• [ACTIVITY]:
For each line in the data below that holds "wooden", return a copy.

Free-text object descriptions
BEGIN

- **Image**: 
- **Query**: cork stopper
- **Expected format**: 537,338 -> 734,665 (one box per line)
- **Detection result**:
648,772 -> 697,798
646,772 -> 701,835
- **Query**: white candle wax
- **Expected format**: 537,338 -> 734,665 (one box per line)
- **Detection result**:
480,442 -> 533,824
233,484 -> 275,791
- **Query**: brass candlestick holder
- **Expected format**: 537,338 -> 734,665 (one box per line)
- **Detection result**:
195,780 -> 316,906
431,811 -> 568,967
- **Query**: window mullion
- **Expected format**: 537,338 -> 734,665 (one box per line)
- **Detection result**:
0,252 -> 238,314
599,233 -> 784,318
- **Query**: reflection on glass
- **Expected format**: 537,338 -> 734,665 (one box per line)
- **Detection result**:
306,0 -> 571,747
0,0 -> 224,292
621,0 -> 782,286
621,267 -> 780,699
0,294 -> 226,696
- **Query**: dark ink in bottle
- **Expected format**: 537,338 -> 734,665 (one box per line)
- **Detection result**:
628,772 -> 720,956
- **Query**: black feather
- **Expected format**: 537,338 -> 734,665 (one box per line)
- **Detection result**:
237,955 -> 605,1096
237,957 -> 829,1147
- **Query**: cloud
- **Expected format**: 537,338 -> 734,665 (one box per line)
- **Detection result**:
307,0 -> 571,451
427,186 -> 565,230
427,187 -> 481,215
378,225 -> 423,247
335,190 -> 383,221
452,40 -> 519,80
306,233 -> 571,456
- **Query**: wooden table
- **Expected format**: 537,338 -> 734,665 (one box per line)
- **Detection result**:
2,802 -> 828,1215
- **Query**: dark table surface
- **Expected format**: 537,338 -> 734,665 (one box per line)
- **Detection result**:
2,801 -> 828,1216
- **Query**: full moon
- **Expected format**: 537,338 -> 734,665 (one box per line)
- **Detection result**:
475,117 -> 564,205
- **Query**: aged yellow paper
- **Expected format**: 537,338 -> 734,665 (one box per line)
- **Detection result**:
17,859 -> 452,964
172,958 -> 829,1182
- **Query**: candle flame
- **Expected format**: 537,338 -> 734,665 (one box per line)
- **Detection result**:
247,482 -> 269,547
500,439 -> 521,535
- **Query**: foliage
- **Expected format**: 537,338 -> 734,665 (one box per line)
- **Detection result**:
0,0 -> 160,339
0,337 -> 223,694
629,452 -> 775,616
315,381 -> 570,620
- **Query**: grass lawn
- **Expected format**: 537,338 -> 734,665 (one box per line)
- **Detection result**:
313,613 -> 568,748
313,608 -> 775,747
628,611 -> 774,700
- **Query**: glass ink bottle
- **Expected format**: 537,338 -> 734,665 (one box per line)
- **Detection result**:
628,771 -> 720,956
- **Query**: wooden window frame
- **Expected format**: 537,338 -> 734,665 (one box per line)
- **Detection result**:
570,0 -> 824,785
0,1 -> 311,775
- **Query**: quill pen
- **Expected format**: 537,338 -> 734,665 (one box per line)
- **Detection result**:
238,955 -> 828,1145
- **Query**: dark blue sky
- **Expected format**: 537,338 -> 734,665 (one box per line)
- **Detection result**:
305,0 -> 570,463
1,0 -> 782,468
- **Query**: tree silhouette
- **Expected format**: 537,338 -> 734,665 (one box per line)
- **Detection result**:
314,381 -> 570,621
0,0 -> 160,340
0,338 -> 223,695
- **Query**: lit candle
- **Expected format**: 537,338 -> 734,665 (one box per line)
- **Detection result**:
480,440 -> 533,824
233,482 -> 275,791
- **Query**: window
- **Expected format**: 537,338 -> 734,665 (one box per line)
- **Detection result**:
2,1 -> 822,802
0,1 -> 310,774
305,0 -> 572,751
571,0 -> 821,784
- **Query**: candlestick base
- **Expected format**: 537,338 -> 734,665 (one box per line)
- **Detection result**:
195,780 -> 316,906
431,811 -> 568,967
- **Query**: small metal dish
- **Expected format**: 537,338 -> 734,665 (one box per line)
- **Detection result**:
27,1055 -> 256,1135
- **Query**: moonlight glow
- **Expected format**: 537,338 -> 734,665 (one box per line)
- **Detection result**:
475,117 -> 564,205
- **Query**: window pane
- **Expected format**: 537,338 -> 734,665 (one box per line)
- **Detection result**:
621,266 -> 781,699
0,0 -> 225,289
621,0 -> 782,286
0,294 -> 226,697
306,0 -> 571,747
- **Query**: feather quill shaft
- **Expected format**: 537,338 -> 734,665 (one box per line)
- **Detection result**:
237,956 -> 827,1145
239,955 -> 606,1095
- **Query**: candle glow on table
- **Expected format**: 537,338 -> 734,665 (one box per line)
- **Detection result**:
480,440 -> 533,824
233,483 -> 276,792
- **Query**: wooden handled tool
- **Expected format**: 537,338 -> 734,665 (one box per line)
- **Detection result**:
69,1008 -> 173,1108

END

• [COMPLETED EXERCISE]:
- **Query**: wooden table
- **Query**: wooden window frame
- **Query**: wooden handled tool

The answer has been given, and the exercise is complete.